**WORK TO COMPLETE:** Set down the whole listing verbatim.

»»

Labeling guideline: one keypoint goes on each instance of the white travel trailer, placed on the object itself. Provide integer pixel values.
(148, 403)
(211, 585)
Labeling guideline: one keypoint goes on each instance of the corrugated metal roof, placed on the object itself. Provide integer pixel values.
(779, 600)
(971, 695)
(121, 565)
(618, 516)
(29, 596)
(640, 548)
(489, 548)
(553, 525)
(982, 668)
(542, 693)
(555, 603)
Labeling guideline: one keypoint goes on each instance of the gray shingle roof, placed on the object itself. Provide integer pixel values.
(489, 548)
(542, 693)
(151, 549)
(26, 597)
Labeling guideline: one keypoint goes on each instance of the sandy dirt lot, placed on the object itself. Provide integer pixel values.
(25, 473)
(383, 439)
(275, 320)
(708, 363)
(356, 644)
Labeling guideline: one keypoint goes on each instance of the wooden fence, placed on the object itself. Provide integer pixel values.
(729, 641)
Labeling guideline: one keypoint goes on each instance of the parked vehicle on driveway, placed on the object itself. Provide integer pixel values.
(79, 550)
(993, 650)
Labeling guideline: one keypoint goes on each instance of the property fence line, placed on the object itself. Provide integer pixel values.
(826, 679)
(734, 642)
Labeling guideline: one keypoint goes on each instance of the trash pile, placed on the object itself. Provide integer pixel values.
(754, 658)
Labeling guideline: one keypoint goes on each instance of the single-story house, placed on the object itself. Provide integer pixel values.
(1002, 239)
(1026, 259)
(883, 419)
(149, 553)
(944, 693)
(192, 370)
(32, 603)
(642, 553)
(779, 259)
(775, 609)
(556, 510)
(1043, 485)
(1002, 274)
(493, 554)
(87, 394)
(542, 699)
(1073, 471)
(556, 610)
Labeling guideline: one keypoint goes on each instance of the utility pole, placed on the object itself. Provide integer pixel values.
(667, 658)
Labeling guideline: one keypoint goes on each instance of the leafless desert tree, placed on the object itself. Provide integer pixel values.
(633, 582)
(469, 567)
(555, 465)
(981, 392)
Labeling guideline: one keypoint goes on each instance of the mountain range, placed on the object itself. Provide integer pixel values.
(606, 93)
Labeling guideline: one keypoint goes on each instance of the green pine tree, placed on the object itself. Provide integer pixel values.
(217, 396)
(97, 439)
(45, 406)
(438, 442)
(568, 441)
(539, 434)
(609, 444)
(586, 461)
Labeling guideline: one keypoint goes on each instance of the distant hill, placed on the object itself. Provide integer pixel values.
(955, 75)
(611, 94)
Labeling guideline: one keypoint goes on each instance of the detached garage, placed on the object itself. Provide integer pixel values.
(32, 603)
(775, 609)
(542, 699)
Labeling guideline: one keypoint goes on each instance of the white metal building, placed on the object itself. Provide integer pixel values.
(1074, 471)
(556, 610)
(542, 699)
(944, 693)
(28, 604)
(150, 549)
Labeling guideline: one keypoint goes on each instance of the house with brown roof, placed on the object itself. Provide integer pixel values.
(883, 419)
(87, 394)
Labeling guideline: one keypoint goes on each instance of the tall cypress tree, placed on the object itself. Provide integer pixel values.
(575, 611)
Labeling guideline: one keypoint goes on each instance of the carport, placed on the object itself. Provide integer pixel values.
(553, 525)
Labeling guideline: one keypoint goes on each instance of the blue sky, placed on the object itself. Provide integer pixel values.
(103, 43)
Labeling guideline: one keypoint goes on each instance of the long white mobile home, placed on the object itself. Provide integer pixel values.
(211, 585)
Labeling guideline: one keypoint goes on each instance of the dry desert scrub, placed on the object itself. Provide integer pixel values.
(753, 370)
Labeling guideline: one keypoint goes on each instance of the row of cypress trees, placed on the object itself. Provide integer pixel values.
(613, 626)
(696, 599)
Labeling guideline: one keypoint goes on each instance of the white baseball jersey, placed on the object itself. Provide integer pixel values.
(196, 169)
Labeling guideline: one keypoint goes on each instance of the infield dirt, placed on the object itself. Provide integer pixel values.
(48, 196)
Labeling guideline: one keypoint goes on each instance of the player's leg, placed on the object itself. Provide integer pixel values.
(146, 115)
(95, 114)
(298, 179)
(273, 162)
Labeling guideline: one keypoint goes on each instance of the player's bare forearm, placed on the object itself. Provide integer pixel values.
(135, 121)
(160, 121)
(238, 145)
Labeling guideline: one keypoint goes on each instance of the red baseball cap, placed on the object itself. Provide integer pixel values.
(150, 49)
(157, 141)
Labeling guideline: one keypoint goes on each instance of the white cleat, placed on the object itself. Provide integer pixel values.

««

**PROBLEM SOLUTION:**
Labeling guideline: one keypoint goes on each instance of the white travel trailer, placed on the object itself. Provide integer pixel values.
(148, 403)
(211, 585)
Labeling guideline: one keypoint goes on each instance of the corrugated metal roof, placed on the object itself. Provide integer pixel values.
(779, 600)
(971, 695)
(121, 565)
(618, 516)
(29, 596)
(640, 548)
(489, 548)
(553, 525)
(982, 668)
(542, 693)
(555, 603)
Labeling guideline: one keypoint goes on each instance of the gray shingle roof, placed on the object itself. Provide integer pixel values.
(489, 548)
(542, 693)
(151, 549)
(26, 597)
Labeling guideline: one keypoint goes on each instance of the sandy dirt lot, placed on the object itself. Provide integer pixel values.
(25, 473)
(383, 439)
(275, 320)
(708, 363)
(356, 644)
Labeling guideline: one keypoint goes on each instance of the wooden fence, placed on the object itself. Provide integer pixel values.
(729, 641)
Labeling guideline: one keypoint goes on each instance of the parked vehicle on driveway, placed on the object itself. Provide integer pixel values.
(79, 550)
(993, 650)
Labeling guideline: one keypoint goes on each instance of the property fence line, placed on the object itself. Provide integer pixel values.
(826, 679)
(734, 642)
Labeling guideline: one keypoint goes on each instance of the trash pile, placed on the object itself. Provide integer pixel values.
(754, 658)
Labeling guideline: one keypoint goes on each instance of the single-story house, placed on the object itself. Provide integer pixel values.
(1002, 239)
(1026, 259)
(883, 419)
(149, 553)
(944, 693)
(192, 370)
(32, 603)
(642, 553)
(779, 259)
(775, 609)
(556, 510)
(1043, 485)
(1002, 274)
(493, 554)
(87, 394)
(542, 699)
(1073, 471)
(556, 610)
Labeling guideline: one keypoint goes on each instance of the utility pole, placed on the object itself. Provide integer pixel values.
(667, 658)
Labeling guideline: one keypoint goes on each instance of the leafless desert tree, placed on the object itself. Provide integer pixel values.
(633, 582)
(469, 567)
(555, 465)
(981, 392)
Labeling guideline: one keypoint goes on each instance of the mountain range, placed on the object itself. Provide integer pixel values.
(606, 93)
Labeling guideline: one keypoint goes on each instance of the green pine tree, placed on the object itself. Provide integer pixel values.
(217, 396)
(97, 439)
(45, 406)
(438, 442)
(568, 441)
(539, 434)
(609, 444)
(586, 461)
Labeling guideline: one keypoint goes on each instance of the distant hill, placed on the object itself. Provide integer pixel values.
(955, 75)
(611, 94)
Labeling guideline: one keypoint goes on each instance of the detached garage, placed on the object itself. Provide integer pixel values.
(32, 603)
(775, 609)
(542, 699)
Labeling guideline: one keypoint goes on each instance of the white metal building, placed on the object itself. Provide integer pixel values.
(1074, 471)
(556, 610)
(542, 699)
(944, 693)
(28, 604)
(150, 549)
Labeling guideline: one keypoint goes on each instance of the house with brown roof, placed on the object itself. Provide integer pixel values.
(883, 419)
(87, 394)
Labeling guideline: one keypoint goes on each instance of the tall cypress tree, placed on the object itself. Provide integer pixel values.
(575, 611)
Labeling guideline: one keypoint goes on each instance of the carport, placed on the object itself. Provide integer pixel values.
(553, 525)
Labeling guideline: one keypoint goes on each instance of the blue sky, placed on the object itself. Provide integer pixel values.
(103, 43)
Labeling guideline: one keypoint goes on each instance of the long white mobile home, placed on the object itself. Provide integer pixel values.
(211, 585)
Labeling guideline: one keypoint goes on each instance of the dry desert scrub, placed on the object itself. Provide integer pixel values.
(753, 370)
Labeling guideline: one keypoint goes on each instance of the row of cypress trees, placed on the object itself. Provide integer pixel values.
(613, 626)
(696, 599)
Labeling guideline: one keypoint goes on each instance of the white baseball jersey, placed on the object itself. Provide integer pixel values.
(196, 169)
Labeling guideline: one keypoint goes on each instance of the infield dirt, placed on the object itself. Provide integer pixel values.
(48, 196)
Labeling guideline: one keypoint goes on each instance of the player's leg, placed on the object itself. Provide integer pixel values.
(146, 115)
(95, 114)
(298, 179)
(273, 162)
Labeling guideline: one keypoint goes on each instance of the player's bare forearm, placed on the object itself. Provide integer pixel values.
(135, 121)
(160, 121)
(238, 145)
Labeling guideline: one keypoint goes on each instance of the red baseball cap, placed on the object itself. Provide integer pixel values.
(150, 49)
(157, 141)
Labeling guideline: one keypoint goes on each instance of the white cleat, placed on the object itself. Provide integer pixel values.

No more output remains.